Dataset entries:
■ ■ ■ ■ ■ ■ ■

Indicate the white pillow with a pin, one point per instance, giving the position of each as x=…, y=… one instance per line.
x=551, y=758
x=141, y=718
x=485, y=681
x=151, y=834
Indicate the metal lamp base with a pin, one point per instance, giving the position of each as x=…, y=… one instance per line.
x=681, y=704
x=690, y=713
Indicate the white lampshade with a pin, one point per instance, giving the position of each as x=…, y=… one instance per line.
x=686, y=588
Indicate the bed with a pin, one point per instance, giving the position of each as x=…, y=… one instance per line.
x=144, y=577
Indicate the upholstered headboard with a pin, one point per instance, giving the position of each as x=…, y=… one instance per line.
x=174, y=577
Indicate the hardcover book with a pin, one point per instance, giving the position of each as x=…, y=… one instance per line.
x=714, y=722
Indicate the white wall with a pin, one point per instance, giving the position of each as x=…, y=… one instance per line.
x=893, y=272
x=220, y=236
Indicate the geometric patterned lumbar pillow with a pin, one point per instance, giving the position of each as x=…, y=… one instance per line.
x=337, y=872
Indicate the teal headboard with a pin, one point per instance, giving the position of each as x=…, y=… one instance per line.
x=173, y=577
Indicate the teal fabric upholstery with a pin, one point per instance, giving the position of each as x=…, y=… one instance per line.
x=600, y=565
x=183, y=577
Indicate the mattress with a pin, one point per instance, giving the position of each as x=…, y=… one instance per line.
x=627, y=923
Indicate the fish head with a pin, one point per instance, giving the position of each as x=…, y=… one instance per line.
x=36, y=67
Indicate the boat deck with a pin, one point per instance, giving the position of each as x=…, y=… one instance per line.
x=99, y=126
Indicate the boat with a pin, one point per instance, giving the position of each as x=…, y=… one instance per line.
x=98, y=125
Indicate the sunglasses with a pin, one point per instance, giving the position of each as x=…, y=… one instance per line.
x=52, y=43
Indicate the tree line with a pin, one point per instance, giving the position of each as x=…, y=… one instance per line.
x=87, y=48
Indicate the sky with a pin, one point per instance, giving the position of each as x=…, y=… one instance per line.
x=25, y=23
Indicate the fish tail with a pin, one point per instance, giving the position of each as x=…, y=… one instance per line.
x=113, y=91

■ ■ ■ ■ ■ ■ ■

Objective: Copy every line of the items above word for word.

Answer to this task:
Indicate the white pillow with a pin, one point per instance, giving the position of each as x=…, y=… one instance per line.
x=551, y=758
x=141, y=718
x=485, y=681
x=151, y=834
Indicate the metal lamp base with a pin, one point per instance, giving the position of each as x=…, y=… one instance per line.
x=681, y=704
x=690, y=713
Indicate the white lampshade with a pin, one point per instance, giving the position of each as x=…, y=… one instance per line.
x=686, y=588
Indicate the bed with a pin, one point per instance, giving the position of each as x=…, y=… one instance per line.
x=144, y=577
Indicate the upholstered headboard with a pin, one point per instance, giving the position of each as x=…, y=… one instance per line.
x=174, y=577
Indicate the hardcover book with a pin, one point per instance, giving the position of each as x=…, y=… one instance per line.
x=714, y=722
Indicate the white wall with a pin, one point per instance, giving the position of each as x=…, y=… one instance per line.
x=893, y=272
x=220, y=236
Indicate the geometric patterned lumbar pillow with a pin, one point per instance, giving the position of each as x=…, y=… one instance per line.
x=337, y=872
Indicate the teal headboard with a pin, one point per instance, giving the position of each as x=…, y=… one instance per line.
x=173, y=577
Indicate the teal fabric upholstery with a pin, one point per instance, giving the position of each as x=…, y=… one instance per line.
x=600, y=565
x=183, y=577
Indicate the mattress with a pin, one point per instance, giving the position of each as x=…, y=… one instance per line.
x=627, y=923
Indicate the fish head with a pin, one point per instance, giving the position of each as x=…, y=… one instance per line.
x=36, y=67
Indicate the boat deck with a pin, one point per instance, giving the position of each as x=…, y=… one instance per line.
x=99, y=126
Indicate the boat with a pin, one point per instance, giving the position of each as x=…, y=… one instance per line.
x=98, y=125
Indicate the sunglasses with a pin, one point per instance, giving the position of each as x=…, y=… one instance per line.
x=52, y=43
Indicate the tree line with a pin, one point per instance, giving the position of each as x=…, y=… one instance per line.
x=87, y=48
Indicate the sky with a pin, one point per instance, giving the position of each as x=…, y=… one instance per line.
x=25, y=23
Indicate the fish tail with a pin, one point per instance, giving the position of each as x=…, y=… one instance per line.
x=113, y=91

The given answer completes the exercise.